STUDY TEXT START

Legal issues around surrogacy
Seek legal advice
Surrogacy involves complicated legal issues and we recommend that you seek your own legal advice before making any decisions.
It is also advisable to receive counselling before starting the surrogacy process, to help you think about all the questions involved.
The HFEA does not regulate surrogacy.
On this page:
- The rights of the surrogate
- What if the surrogate mother changes her mind?
- The father’s rights
- Becoming the child’s legal parents – parental orders
- Becoming the child’s legal parents – adoption
- What happens if the child is born outside the UK?
The rights of the surrogate
You should bear in mind that the surrogate has the legal right to keep the child, even if it is not genetically related to her.
Surrogacy arrangements are not legally enforceable, even if a contract has been signed and the expenses of the surrogate have been paid.
The surrogate will be the legal mother of the child unless or until parenthood is transferred to the intended mother through a parental order or adoption after the birth of the child. This is because, in law, the woman who gives birth is always treated as the mother.
What if the surrogate mother changes her mind?
The surrogate has the legal right to change her mind and keep the child, even when the baby she gave birth to is not genetically related to her. This is difficult for everyone concerned and that’s why it is vital that you trust each other and are clear about what is going to happen.
Familiarise yourself with the wording of the Surrogacy Arrangements Act, 1985, or discuss its implications with your lawyer before proceeding.
Clinics have to consider the possibility of a breakdown in the surrogacy arrangements and whether this is likely to cause serious harm to the child to be born or to existing children.
The father’s rights
Unless parenthood is transferred to the intended father or second parent through a parental order or adoption:
- the child’s legal father or second parent will be the surrogate’s husband, civil partner (unless it is shown that husband/civil partner did not consent to the treatment) or partner (if the partner consented to being the father/second parent)
- if treatment was performed in a licensed clinic and the surrogate mother has no partner, the child will have no legal father or second parent.
Becoming the child’s legal parents – parental orders
If the intended parents wish to become the legal parents of the child, they may either apply to adopt the child, or apply for a parental order.
The effect of the order is to transfer the rights and obligations of parentage to the intended parents, providing certain conditions are met.
Applications for a parental order must generally be made to the Court within six months of the birth of the child.
To obtain a parental order, at least one of the commissioning couple must be genetically related to the baby i.e. be the egg or sperm provider. Couples must be husband and wife, civil partners or two persons who are living as partners.
Becoming the child’s legal parents – adoption
If the commissioning couple cannot apply for a parental order because neither of them are genetically related to the baby (donor egg and donor sperm or donor embryos were used), then adoption of the baby is the only option available to them.
If adoption is to be the option used, then a registered adoption agency must be involved in the surrogacy process. This is why it is important to get legal advice before you decide to embark on surrogacy.
What happens if the child is born outside the UK?
In a surrogacy arrangement, if the child is born abroad, the commissioning couple can apply for a parental order only if they are living (or domiciled) in the UK.
The parental order officially transfers parental responsibilities to the commissioning couple.
While waiting for the parental order to be processed, the child born abroad will require a visa in order to enter the UK.
If you are considering surrogacy abroad, seek legal advice before going ahead.

STUDY TEXT END
GIVEN DATA START

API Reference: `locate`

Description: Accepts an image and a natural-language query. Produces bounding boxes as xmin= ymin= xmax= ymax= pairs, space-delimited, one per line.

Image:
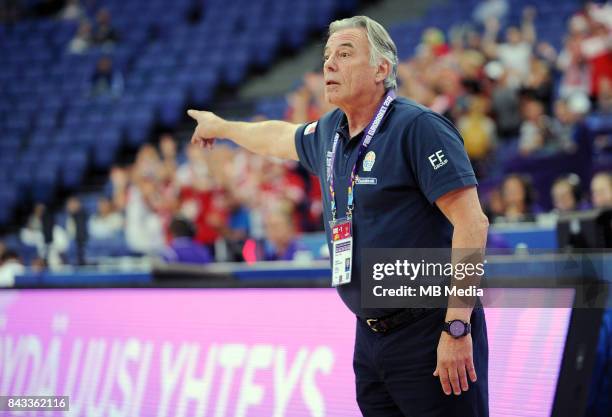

GIVEN DATA END

• **ABOUT THIS TASK**:
Reproduce the stretch of the surrogacy text from "In a surrogacy" through "before going ahead.". The listing is not needed for this work.

• **EXERCISE RESPONSE**:
In a surrogacy arrangement, if the child is born abroad, the commissioning couple can apply for a parental order only if they are living (or domiciled) in the UK.
The parental order officially transfers parental responsibilities to the commissioning couple.
While waiting for the parental order to be processed, the child born abroad will require a visa in order to enter the UK.
If you are considering surrogacy abroad, seek legal advice before going ahead.